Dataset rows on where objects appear
━━━━
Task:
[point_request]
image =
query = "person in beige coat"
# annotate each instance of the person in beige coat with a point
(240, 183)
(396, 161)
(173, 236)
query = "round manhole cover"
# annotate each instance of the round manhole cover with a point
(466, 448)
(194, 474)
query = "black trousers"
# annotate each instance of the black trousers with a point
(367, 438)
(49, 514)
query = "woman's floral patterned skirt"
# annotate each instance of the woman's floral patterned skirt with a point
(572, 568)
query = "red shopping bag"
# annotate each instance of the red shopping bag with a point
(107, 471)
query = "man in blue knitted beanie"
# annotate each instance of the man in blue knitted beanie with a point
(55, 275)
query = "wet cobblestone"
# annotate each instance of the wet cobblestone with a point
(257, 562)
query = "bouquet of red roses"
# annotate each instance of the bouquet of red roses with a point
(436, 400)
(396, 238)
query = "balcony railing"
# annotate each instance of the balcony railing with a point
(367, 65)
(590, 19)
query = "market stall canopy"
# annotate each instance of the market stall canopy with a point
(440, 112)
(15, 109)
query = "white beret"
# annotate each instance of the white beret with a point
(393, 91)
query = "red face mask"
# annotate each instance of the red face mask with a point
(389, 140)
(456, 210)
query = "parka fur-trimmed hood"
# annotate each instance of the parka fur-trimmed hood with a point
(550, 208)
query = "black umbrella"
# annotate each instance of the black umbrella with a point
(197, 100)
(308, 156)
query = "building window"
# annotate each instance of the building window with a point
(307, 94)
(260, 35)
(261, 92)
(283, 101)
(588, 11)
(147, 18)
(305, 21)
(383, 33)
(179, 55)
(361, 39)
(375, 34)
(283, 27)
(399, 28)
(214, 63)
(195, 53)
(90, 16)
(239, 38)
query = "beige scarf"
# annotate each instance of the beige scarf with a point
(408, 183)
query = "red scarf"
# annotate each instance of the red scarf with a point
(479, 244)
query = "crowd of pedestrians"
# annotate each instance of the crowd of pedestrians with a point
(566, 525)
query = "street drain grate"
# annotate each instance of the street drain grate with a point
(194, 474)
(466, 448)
━━━━
EXERCISE DIRECTIONS: Retype each record exactly, leaving nothing out.

TASK RESULT:
Task:
[point_request]
image =
query = "person in beige coat"
# annotate each instance of the person in beige coat with a point
(240, 183)
(396, 161)
(173, 236)
query = "round manhole cover"
# annotate each instance of the round manhole cover with a point
(466, 448)
(194, 474)
query = "black trousers"
# annotate each instance of the black trousers with a point
(367, 438)
(49, 514)
query = "woman's floral patterned skirt"
# annotate each instance of the woman's floral patterned skirt with a point
(572, 568)
query = "red shopping bag"
# annotate each instance of the red shopping bag with a point
(107, 471)
query = "man in blue knitted beanie"
# annotate each instance of the man in blue knitted beanie with a point
(55, 275)
query = "wet cobblestone"
# annotate each instance of the wet cobblestone with a point
(257, 562)
query = "bouquet of red roses"
# annotate each instance of the bouquet of red roses with a point
(436, 400)
(396, 238)
query = "balcony railing"
# annotate each instance of the balcony railing with a point
(367, 65)
(590, 19)
query = "market stall canopy"
# annotate each instance of the market stall canopy with a point
(440, 112)
(15, 109)
query = "white beret"
# annotate each instance of the white beret with a point
(393, 91)
query = "red face mask"
# annotate each instance of the red face mask with a point
(389, 140)
(456, 210)
query = "parka fur-trimmed hood"
# annotate each instance of the parka fur-trimmed hood with a point
(550, 208)
query = "black umbrella"
# annotate each instance of the black umbrella with a point
(197, 100)
(308, 156)
query = "building window"
# annotate each instance of the building window with a point
(307, 94)
(260, 35)
(261, 92)
(283, 101)
(588, 11)
(147, 18)
(305, 21)
(383, 33)
(179, 55)
(361, 39)
(375, 34)
(283, 27)
(399, 28)
(214, 63)
(195, 53)
(90, 16)
(239, 38)
query = "beige scarf"
# annotate each instance of the beige scarf with a point
(408, 183)
query = "red scarf"
# annotate each instance of the red scarf with a point
(479, 244)
query = "crowd of pedestrians"
# annotate each instance of the crowd of pedestrians with a point
(566, 525)
query = "street drain grate"
# annotate each instance of the street drain grate with a point
(194, 474)
(466, 448)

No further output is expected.